WHAT TO PRODUCE:
Return the records below exactly, leaving nothing out.

*** EXERCISE INPUTS

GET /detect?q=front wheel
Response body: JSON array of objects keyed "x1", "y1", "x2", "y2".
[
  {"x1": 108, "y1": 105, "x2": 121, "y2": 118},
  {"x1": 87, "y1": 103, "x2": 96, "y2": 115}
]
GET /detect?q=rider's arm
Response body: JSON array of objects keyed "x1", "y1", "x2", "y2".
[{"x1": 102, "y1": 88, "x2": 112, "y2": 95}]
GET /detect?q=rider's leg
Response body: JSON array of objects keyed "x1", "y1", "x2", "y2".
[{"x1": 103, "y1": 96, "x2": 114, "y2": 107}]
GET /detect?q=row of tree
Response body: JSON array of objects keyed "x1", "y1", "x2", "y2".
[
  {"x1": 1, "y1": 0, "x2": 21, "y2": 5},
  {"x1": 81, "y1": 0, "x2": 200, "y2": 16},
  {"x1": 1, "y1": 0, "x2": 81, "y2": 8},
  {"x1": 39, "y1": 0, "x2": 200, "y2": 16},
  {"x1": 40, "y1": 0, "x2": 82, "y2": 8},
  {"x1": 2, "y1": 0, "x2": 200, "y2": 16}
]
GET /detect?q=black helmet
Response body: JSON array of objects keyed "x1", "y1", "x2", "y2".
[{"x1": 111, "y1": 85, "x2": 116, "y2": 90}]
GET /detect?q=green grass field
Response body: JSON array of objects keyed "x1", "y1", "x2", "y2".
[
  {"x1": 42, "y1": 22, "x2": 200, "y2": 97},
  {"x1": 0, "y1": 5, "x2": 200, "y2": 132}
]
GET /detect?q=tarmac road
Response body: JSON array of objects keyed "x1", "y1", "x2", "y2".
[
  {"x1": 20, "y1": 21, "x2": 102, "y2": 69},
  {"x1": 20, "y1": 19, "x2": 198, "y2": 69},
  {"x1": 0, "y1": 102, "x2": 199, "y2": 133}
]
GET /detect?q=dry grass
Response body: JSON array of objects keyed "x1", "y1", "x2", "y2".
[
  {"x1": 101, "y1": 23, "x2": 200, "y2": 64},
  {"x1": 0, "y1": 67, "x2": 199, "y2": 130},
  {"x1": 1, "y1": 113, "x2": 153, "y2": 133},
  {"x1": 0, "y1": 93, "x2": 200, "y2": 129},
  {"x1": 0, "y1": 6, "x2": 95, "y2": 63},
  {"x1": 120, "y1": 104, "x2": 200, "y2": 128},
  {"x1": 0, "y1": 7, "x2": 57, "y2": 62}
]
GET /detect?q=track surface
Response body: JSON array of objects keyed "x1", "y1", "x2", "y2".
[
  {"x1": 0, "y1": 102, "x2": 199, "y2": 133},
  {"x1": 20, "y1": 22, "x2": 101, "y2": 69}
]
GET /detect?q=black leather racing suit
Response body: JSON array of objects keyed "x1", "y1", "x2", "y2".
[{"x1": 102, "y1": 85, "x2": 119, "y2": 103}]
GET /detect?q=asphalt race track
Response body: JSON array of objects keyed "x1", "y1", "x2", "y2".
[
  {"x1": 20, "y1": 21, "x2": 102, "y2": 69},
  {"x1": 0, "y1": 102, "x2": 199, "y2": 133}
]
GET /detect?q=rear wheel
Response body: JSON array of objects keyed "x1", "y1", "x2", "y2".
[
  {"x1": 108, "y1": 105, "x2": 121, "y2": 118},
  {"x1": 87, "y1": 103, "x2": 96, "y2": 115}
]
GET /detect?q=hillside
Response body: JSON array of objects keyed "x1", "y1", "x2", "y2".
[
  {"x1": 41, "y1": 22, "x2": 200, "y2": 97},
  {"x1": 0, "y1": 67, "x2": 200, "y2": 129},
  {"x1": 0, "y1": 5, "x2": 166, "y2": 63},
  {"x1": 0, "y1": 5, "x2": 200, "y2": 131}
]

******

SOLUTION BELOW:
GET /detect?q=front wheel
Response body: JSON array of objects keyed "x1", "y1", "x2", "y2".
[
  {"x1": 108, "y1": 105, "x2": 121, "y2": 118},
  {"x1": 87, "y1": 103, "x2": 96, "y2": 115}
]
GET /detect?q=rider's arm
Response body: JSON array of objects keyed "x1", "y1", "x2", "y2".
[{"x1": 102, "y1": 88, "x2": 112, "y2": 95}]
GET /detect?q=rider's leg
Response body: JSON array of objects keyed "x1", "y1", "x2", "y2".
[{"x1": 103, "y1": 96, "x2": 114, "y2": 107}]
GET /detect?q=row of tree
Response body: JSON array of objects keyed "x1", "y1", "x2", "y2".
[
  {"x1": 1, "y1": 0, "x2": 21, "y2": 5},
  {"x1": 81, "y1": 0, "x2": 200, "y2": 16},
  {"x1": 1, "y1": 0, "x2": 81, "y2": 8},
  {"x1": 39, "y1": 0, "x2": 200, "y2": 16},
  {"x1": 40, "y1": 0, "x2": 82, "y2": 8},
  {"x1": 2, "y1": 0, "x2": 200, "y2": 16}
]
GET /detect?q=black helmet
Response body: JSON array of objects keyed "x1", "y1", "x2", "y2".
[{"x1": 111, "y1": 85, "x2": 116, "y2": 90}]
GET /detect?q=green grass field
Response body: JSON array of objects keyed "x1", "y1", "x2", "y2".
[
  {"x1": 42, "y1": 22, "x2": 200, "y2": 97},
  {"x1": 0, "y1": 5, "x2": 200, "y2": 132}
]
GET /detect?q=tarmac road
Response body: JSON array of objects keyed "x1", "y1", "x2", "y2".
[
  {"x1": 20, "y1": 21, "x2": 102, "y2": 69},
  {"x1": 20, "y1": 19, "x2": 198, "y2": 69},
  {"x1": 0, "y1": 102, "x2": 199, "y2": 133}
]
GET /detect?q=dry grass
Response body: JSON array of objects keyed "x1", "y1", "x2", "y2".
[
  {"x1": 101, "y1": 23, "x2": 200, "y2": 64},
  {"x1": 0, "y1": 67, "x2": 199, "y2": 130},
  {"x1": 1, "y1": 113, "x2": 153, "y2": 133},
  {"x1": 0, "y1": 93, "x2": 200, "y2": 129},
  {"x1": 0, "y1": 6, "x2": 95, "y2": 63},
  {"x1": 120, "y1": 104, "x2": 200, "y2": 128},
  {"x1": 0, "y1": 7, "x2": 57, "y2": 62}
]
GET /detect?q=track surface
Response body: JSON array of objects keyed "x1", "y1", "x2", "y2".
[
  {"x1": 0, "y1": 102, "x2": 199, "y2": 133},
  {"x1": 20, "y1": 22, "x2": 101, "y2": 69}
]
GET /detect?q=black leather racing suit
Response body: JSON array of objects keyed "x1", "y1", "x2", "y2".
[{"x1": 102, "y1": 85, "x2": 119, "y2": 103}]
GET /detect?q=asphalt race track
Response body: JSON array of objects keyed "x1", "y1", "x2", "y2".
[
  {"x1": 20, "y1": 21, "x2": 102, "y2": 69},
  {"x1": 0, "y1": 102, "x2": 199, "y2": 133}
]
GET /detect?q=rear wheel
Response body: JSON array of objects keyed "x1", "y1", "x2", "y2".
[
  {"x1": 108, "y1": 105, "x2": 121, "y2": 118},
  {"x1": 87, "y1": 103, "x2": 96, "y2": 115}
]
GET /detect?q=hillside
Response body: JSON array of objects keyed "x1", "y1", "x2", "y2".
[
  {"x1": 41, "y1": 22, "x2": 200, "y2": 97},
  {"x1": 0, "y1": 67, "x2": 200, "y2": 129},
  {"x1": 0, "y1": 5, "x2": 166, "y2": 63},
  {"x1": 0, "y1": 5, "x2": 200, "y2": 131}
]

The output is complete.